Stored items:
......
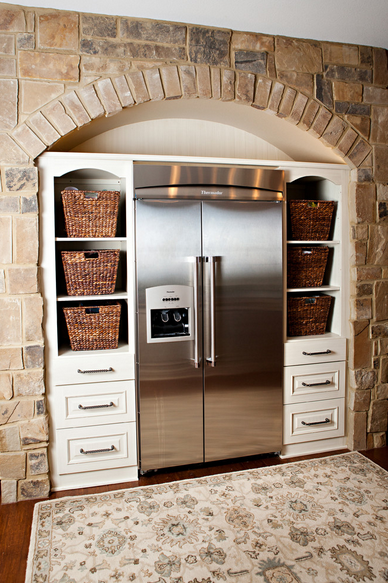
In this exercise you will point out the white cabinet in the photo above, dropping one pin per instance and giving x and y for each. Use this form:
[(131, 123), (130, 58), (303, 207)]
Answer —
[(91, 393), (315, 365)]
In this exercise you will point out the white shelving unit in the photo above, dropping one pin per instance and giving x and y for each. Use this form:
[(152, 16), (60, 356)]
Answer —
[(91, 394), (315, 366)]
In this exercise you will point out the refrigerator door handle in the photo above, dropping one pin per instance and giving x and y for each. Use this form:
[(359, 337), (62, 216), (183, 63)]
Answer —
[(212, 359), (197, 358)]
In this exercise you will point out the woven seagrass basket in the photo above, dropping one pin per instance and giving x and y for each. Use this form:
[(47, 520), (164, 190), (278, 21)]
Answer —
[(90, 213), (93, 327), (311, 219), (308, 315), (306, 266), (90, 272)]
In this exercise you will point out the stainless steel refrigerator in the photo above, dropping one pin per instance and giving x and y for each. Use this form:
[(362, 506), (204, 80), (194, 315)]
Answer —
[(210, 304)]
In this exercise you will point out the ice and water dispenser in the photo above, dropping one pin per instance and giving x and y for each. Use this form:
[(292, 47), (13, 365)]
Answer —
[(169, 313)]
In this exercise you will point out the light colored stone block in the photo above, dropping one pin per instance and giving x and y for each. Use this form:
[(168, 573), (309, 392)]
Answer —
......
Repeat exactly, and only, the lines from the one containing "In this exercise you will point out the white shelving" through the last line above.

In this exercise you will point out the white shelving unit in the photo above, dropping one pin per instance and giving x and y for each. Use this form:
[(152, 16), (60, 356)]
Answer —
[(91, 394), (315, 366)]
In this exercise you will point out the refrigerator door handle in the photo above, dropping one pin per instance and giving x and y for each. Use this form:
[(359, 337), (62, 216), (183, 63)]
Answer —
[(212, 359), (197, 358)]
In this exercise you will point out the woven seagrass basket in the photo above, dropping one pin per instance and giving x and y for each. Use this form:
[(47, 520), (164, 190), (278, 21)]
Answer —
[(90, 213), (93, 327), (311, 219), (308, 315), (306, 266), (90, 272)]
In this exercise you will point out the stainless steel refrigerator in the photo above, dropping one pin per instance and giving x and y for each. Use this form:
[(362, 506), (204, 80), (194, 315)]
Answer —
[(210, 304)]
In this exercise you will point out the ice and water dispenser in the photo above, dropping one pin per instance and giving x and y for each. Use this form:
[(292, 47), (13, 365)]
Answer —
[(169, 313)]
In this exercise you will point out the light colored stone block in the photo above, dropping one pin per instance and giving x and y for each. Use this form:
[(168, 573), (309, 392)]
Answer —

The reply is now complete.